● **THINGS TO DO**:
1 – According to the article on the morning Fringe, at what time do the gates of George Square Gardens open?
2 – From the article on the morning Fringe, list every topic the three performers swap anecdotes about over coffee.
3 – Carry on the article about the morning Fringe after its final sentence.

● **SOURCE**:
§ §
The gates of George Square Gardens in Edinburgh open at 10am sharp, although most Fringe comedians and performers will never have been there at that – to them – unearthly hour.

Remarkably enough there is such a thing as a morning Fringe, though. It's a world of coffee-cups, pastries and babycinos, frequented by the parents of young children – those, for instance, in the snaking buggy queue outside Monski Mouse's Monster Baby Disco Dance Hall, or the small gathering nearby of three stage veterans, Nina Conti, Ali McGregor and Lucy Porter. These three sip coffee and exchange anecdotes about baby-led weaning, vegetables, playparks and breast-feeding around shows. Every now and again they glance at their children, one-year-old Drummond, two-year-old Beatrice and eight-month-old John respectively. Ali McGregor tells her daughter Beatrice, who clutches an inflatable Minnie Mouse, that mummy will come and join the disco shortly. And what comes out of wide-ranging babytalk, is that being a stand-up or Fringe performer, is a perfect career for a mother.

Often, it seems as if stand-up is the domain of the young, of the perpetual student, the Peter Pan happy to spend August on a bender. No space, one might think, for baby in tow. Stand-up Lucy Porter notes that before this Festival – her first with the two children she squeezed out in such quick succession she once said she had been "on maternity leave for 18 of the last 24 months" – she had never been up before 11am in Edinburgh. She had never seen a show before 2pm. "I didn't know daylight existed. Now I'm up at 4am with my youngest- Hopefully it's just a phase."
§ §
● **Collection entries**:
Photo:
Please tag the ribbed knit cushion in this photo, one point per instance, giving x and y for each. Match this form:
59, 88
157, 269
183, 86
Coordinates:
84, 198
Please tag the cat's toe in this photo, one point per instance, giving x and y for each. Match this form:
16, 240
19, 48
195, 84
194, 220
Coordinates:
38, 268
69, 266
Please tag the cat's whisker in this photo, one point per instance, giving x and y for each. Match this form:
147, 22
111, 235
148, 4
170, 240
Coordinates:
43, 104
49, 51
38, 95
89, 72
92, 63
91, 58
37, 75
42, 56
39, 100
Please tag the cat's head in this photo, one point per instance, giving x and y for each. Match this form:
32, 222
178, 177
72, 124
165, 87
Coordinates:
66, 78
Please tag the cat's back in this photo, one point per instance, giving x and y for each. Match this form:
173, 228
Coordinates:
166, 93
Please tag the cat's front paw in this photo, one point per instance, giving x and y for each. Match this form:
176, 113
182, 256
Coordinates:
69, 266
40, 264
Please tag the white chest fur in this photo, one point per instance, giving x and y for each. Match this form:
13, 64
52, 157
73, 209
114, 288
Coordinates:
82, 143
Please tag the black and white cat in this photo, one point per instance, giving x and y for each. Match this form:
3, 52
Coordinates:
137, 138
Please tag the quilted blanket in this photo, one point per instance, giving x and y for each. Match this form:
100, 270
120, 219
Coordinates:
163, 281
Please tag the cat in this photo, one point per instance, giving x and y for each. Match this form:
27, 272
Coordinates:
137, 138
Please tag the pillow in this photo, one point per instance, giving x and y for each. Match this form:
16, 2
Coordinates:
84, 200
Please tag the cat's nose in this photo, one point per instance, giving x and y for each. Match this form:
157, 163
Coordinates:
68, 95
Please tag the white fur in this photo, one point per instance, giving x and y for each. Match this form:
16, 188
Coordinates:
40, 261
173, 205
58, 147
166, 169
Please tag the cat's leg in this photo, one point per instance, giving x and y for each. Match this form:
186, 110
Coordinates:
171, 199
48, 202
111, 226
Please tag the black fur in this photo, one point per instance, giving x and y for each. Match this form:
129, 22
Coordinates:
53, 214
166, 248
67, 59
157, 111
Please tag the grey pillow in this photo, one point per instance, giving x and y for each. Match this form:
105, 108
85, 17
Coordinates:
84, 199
§ §
● **EXPECTED OUTPUTS**:
1 – 10am sharp.

2 – Baby-led weaning, vegetables, playparks, and breast-feeding around shows.

3 –
Get together any group of mothers and you'll find their parenting approaches will be wildly different, but what's remarkable about these three is how much they share. There is, for instance, no one following Gina Ford's contented baby programme here, with its strict routines. Porter and burlesque singer Ali McGregor may get locked into discussing The Baby Whisperer book and daily rhythms that sound vaguely like routines – bed-time for baby, then out to a gig – but Porter points out: "There's no way you can be a performer and do Gina Ford." This is not to say that their children spend August on a merry-go-round of parties, shows and late-night bars. Though ventriloquist Nina Conti confesses going to the odd party with her first child – "I think that was because I was a moron" – mostly what they appreciate is the calmer flow of the Fringe, "not over-doing it".

Meanwhile, all share white knuckle tales of trying to breastfeed before and after shows, anecdotes like McGregor's description of an Assembly Rooms launch when her daughter was three months old. Confronted with a communal backstage dressing room, but needing to feed Beatrice, she found a smaller room and started "breastfeeding and curling my hair at the same time". Someone came in and declared, "This is my dressing room." McGregor says: "I had a real meltdown. I was just a monster. After that I remember carrying the pram up all the stairs in Assembly Hall, with her in it and no one helped me. I was so losing the plot. And then I had to get out there and sing happy songs."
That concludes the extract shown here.